(Records of labeled points)
*****

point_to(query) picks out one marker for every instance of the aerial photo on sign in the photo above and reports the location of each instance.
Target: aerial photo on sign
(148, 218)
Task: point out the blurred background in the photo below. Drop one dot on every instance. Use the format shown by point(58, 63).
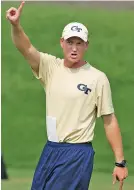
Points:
point(111, 49)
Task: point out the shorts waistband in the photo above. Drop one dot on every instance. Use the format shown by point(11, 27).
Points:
point(67, 144)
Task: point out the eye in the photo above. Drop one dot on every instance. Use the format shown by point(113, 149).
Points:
point(69, 42)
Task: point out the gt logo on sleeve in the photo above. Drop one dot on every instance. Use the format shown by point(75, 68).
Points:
point(84, 88)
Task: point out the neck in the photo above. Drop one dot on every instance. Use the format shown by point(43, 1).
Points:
point(74, 65)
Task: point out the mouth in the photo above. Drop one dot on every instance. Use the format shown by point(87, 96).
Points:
point(73, 55)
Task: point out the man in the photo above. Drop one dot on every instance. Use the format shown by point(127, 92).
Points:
point(76, 94)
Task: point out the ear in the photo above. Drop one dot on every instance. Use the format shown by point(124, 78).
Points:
point(61, 42)
point(86, 45)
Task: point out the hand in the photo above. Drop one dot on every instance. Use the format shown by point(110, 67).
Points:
point(13, 14)
point(120, 174)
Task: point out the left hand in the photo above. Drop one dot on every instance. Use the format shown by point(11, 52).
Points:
point(120, 174)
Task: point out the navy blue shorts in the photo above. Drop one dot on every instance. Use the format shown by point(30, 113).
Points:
point(64, 166)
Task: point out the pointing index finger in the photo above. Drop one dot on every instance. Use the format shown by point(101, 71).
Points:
point(21, 6)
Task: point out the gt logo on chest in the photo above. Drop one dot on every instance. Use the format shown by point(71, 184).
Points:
point(84, 88)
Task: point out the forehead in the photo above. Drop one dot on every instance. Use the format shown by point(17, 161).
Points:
point(74, 38)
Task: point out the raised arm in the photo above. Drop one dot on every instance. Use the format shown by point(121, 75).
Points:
point(21, 40)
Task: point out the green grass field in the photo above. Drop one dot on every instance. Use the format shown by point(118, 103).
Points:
point(23, 100)
point(21, 180)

*****

Objective
Copy these records word for word, leaving out the pictures.

Task answer
point_to(query) picks out one marker for every instance of the aerial photo on sign in the photo above and reports the location of each instance.
Target: aerial photo on sign
(148, 218)
Task: point out the blurred background in the photo below. Drop one dot on every instance. Use the format shown by point(58, 63).
Points:
point(111, 49)
Task: point out the shorts waistband in the photo above. Drop one dot on every instance. Use the format shown by point(11, 27).
Points:
point(67, 144)
Task: point out the eye in the photo above. Drop one dot on every instance. Use the format shown by point(113, 149).
Points:
point(69, 42)
Task: point out the gt logo on sleeve in the photo above. Drop one dot on every instance. Use the format shown by point(75, 68).
Points:
point(84, 88)
Task: point out the neck in the photo above. Drop one dot on every instance. Use the format shown by point(43, 1).
Points:
point(74, 65)
Task: point out the mouth in the photo above. Drop one dot on every instance. Use the format shown by point(87, 96).
Points:
point(73, 55)
Task: point out the man in the photo above. Drop one dot on every instance. Use the format shown by point(127, 92).
Points:
point(76, 94)
Task: point out the ear in the photo above. Drop one dot on every instance. Use the format shown by point(124, 78).
Points:
point(61, 42)
point(86, 45)
Task: point out the hand in the photo above. Drop one dot on every instance. Use the format shown by point(110, 67).
Points:
point(13, 14)
point(120, 174)
Task: point out the left hand in the photo above. Drop one dot on every instance. Use the format shown by point(11, 52).
Points:
point(120, 174)
Task: point out the navy blue shorts in the photo above. Drop one dot on every instance. Use the format shown by point(30, 113).
Points:
point(64, 166)
Task: point out the pointing index finger in the photo above. Drop one dot on every instance. Use the format shown by point(101, 71).
Points:
point(21, 6)
Task: point out the gt logo on chest in the photo above. Drop one dot on every instance. Use the format shown by point(71, 184).
Points:
point(84, 88)
Task: point out the forehead in the photo above. Drop one dot on every instance. Use the format shown by point(17, 161).
Points:
point(74, 38)
Task: point out the raised arm in the photo above. Drop one dot on every instance. Use the format shown by point(121, 75).
Points:
point(21, 40)
Task: point out the green grass field in the photo above. Drop one dot on every instance. Use the format shown by point(118, 103).
Points:
point(23, 100)
point(21, 180)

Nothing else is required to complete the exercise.